WHAT TO PRODUCE – Please output only the lines that run from the line containing "Target: dark window opening" through the end of the material below, exactly.

RECORDS PROVIDED –
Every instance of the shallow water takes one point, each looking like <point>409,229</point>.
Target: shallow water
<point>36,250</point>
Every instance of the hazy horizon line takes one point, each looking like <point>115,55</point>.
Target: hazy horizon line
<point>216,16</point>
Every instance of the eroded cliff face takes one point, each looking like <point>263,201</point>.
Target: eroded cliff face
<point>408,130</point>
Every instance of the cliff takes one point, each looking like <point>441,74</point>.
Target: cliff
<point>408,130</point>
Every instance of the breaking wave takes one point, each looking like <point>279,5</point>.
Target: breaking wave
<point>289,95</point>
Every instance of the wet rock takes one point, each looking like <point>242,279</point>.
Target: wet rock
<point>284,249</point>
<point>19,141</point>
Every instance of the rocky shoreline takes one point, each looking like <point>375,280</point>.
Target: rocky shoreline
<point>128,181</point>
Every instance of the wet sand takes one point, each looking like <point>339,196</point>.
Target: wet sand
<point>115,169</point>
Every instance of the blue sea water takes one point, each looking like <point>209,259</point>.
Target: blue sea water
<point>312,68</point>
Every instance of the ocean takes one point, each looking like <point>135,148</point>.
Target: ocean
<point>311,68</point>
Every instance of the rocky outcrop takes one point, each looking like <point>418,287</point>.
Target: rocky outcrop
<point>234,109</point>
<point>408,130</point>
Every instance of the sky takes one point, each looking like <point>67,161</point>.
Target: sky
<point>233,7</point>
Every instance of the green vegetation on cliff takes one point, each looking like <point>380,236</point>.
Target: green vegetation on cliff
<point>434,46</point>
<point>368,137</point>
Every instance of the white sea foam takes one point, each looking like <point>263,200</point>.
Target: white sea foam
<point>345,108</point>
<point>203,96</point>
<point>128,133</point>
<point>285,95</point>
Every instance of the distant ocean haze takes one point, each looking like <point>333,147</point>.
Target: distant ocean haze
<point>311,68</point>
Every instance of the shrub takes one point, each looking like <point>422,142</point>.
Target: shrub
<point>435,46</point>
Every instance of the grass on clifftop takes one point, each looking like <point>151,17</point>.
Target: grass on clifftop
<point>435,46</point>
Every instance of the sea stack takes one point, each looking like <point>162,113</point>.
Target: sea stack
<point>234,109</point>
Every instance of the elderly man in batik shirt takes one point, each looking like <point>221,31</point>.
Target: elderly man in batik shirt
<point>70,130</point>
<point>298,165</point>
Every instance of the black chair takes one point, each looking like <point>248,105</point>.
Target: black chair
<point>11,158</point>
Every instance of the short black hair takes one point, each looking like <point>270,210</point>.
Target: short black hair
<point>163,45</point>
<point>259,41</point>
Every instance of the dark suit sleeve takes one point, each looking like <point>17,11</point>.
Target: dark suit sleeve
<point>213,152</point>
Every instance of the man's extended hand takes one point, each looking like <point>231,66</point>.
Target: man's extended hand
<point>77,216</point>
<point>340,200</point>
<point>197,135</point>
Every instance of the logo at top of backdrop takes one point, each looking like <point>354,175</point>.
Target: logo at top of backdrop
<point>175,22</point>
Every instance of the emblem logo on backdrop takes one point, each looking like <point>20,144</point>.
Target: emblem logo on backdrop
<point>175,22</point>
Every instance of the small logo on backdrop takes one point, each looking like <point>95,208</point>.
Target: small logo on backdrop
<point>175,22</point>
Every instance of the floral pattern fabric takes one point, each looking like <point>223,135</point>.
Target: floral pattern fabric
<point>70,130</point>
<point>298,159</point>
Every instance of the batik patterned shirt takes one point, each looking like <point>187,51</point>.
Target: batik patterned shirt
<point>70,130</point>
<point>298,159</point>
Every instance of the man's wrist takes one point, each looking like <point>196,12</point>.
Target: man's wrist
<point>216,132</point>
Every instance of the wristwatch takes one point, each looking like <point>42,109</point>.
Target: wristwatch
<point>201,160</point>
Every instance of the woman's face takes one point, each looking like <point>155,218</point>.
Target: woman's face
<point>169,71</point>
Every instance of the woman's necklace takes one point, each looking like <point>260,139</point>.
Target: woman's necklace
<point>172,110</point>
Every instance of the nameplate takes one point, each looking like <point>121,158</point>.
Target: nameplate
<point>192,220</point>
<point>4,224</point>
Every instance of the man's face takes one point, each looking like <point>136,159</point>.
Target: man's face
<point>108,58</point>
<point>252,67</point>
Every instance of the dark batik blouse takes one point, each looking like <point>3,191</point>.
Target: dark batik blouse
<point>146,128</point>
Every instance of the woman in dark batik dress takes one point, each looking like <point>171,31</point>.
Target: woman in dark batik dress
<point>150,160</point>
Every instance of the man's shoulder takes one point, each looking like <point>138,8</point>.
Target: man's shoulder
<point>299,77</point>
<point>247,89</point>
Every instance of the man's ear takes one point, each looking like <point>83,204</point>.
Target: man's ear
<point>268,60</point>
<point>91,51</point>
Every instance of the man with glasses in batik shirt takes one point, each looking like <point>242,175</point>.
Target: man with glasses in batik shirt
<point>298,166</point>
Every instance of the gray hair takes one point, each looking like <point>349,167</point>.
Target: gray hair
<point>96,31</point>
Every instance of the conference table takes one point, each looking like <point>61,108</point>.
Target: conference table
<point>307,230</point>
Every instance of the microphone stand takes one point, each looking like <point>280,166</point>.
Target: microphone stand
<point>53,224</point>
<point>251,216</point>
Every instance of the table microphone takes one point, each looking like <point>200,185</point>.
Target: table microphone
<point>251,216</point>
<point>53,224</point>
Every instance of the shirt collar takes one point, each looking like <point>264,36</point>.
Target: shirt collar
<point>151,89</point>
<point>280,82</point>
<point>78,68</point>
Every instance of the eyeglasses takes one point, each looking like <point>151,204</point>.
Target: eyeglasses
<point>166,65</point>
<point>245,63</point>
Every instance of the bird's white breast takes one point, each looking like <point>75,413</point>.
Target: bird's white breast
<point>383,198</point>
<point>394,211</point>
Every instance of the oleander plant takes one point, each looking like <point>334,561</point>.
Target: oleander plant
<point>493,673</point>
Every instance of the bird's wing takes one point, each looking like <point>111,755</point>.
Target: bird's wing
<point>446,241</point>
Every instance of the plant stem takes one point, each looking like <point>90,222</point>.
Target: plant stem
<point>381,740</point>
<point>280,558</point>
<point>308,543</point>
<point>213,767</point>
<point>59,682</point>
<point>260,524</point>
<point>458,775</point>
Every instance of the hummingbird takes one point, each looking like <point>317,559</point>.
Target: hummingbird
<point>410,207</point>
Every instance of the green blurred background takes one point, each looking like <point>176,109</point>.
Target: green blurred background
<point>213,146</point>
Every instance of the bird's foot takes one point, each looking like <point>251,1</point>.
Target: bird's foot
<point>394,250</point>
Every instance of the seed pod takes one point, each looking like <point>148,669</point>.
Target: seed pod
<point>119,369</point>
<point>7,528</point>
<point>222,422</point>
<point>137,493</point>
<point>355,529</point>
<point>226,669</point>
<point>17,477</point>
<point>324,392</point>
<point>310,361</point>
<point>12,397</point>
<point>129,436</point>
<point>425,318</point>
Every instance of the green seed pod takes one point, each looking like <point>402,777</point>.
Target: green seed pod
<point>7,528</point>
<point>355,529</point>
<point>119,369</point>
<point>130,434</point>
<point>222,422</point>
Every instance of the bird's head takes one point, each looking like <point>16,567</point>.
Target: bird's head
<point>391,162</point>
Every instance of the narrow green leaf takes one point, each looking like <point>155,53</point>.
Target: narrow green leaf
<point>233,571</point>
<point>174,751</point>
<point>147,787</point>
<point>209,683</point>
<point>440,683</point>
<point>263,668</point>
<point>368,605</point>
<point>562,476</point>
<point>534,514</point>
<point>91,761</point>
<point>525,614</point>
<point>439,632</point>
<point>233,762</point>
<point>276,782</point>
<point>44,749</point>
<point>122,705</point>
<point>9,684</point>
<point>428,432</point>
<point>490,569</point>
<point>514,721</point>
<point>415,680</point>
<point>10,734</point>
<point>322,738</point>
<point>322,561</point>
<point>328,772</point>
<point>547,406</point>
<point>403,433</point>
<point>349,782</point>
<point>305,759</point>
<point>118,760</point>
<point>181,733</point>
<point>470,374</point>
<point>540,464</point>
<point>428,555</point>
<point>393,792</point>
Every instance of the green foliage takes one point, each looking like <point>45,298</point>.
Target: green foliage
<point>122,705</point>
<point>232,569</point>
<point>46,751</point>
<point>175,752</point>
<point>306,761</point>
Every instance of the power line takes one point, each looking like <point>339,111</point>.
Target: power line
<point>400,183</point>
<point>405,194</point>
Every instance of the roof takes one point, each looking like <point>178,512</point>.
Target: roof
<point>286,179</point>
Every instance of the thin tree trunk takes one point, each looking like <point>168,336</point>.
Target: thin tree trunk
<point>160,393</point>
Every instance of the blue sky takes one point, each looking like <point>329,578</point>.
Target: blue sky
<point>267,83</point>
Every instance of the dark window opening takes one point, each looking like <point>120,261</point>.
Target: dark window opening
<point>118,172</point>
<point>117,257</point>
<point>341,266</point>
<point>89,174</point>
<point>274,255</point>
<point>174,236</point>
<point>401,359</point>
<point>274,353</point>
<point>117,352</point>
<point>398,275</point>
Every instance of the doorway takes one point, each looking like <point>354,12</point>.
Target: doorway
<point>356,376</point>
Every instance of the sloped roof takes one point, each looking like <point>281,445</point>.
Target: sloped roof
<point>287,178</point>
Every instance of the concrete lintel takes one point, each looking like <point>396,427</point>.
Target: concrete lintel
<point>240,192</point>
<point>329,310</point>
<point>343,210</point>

COMPLETED EXERCISE –
Target: dark window opening
<point>118,172</point>
<point>117,257</point>
<point>341,266</point>
<point>89,174</point>
<point>274,255</point>
<point>174,236</point>
<point>401,359</point>
<point>274,353</point>
<point>117,352</point>
<point>398,275</point>
Every instance of the doorway takes one point, each looking like <point>354,12</point>.
Target: doorway
<point>356,376</point>
Every instance of the sloped roof takes one point, each looking like <point>281,445</point>.
Target: sloped roof
<point>287,178</point>
Every instance of the concrete lintel takes one point, each looking like <point>396,427</point>.
Target: concrete lintel
<point>240,192</point>
<point>329,310</point>
<point>343,210</point>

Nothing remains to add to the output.